When you copy the records that follow, please keep every word exactly as it is and leave out the pictures.

(Beginning of Material supplied)

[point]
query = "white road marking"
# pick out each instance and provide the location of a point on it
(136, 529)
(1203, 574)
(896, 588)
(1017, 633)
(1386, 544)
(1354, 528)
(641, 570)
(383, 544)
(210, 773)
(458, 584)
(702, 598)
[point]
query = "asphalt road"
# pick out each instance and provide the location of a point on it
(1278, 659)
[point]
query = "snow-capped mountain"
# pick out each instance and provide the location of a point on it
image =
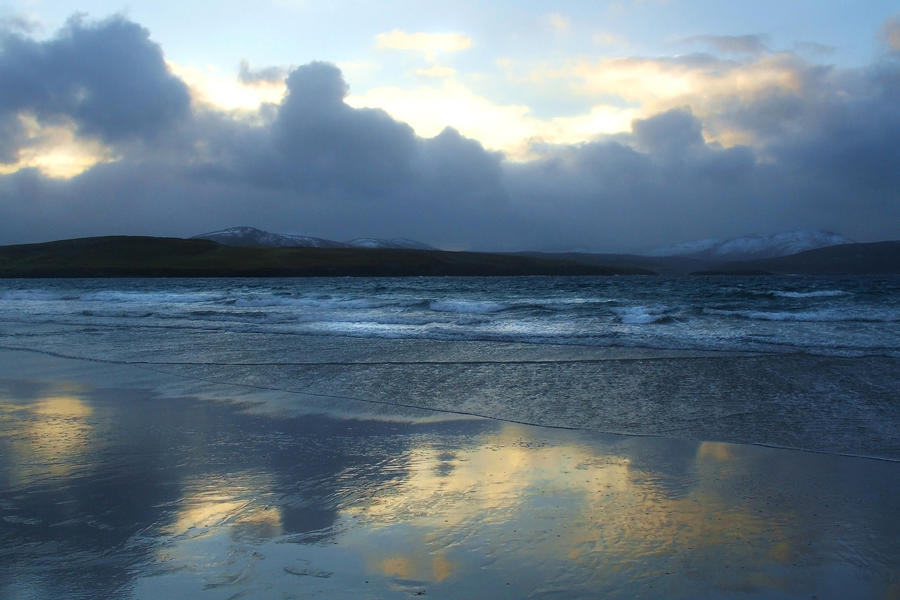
(755, 246)
(390, 243)
(251, 236)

(End of Material supplied)

* **Response area**
[point]
query = "white road marking"
# pick out each instance and provide the location of a point on it
(136, 529)
(1203, 574)
(896, 588)
(1017, 633)
(1386, 544)
(1354, 528)
(641, 570)
(383, 544)
(210, 773)
(458, 584)
(702, 598)
[point]
query = "asphalt road"
# pick out each instance and provide the location of a point on it
(1278, 659)
[point]
query = "snow-capped mountain"
# pick out each instance and provide the location of a point on it
image =
(755, 246)
(390, 243)
(251, 236)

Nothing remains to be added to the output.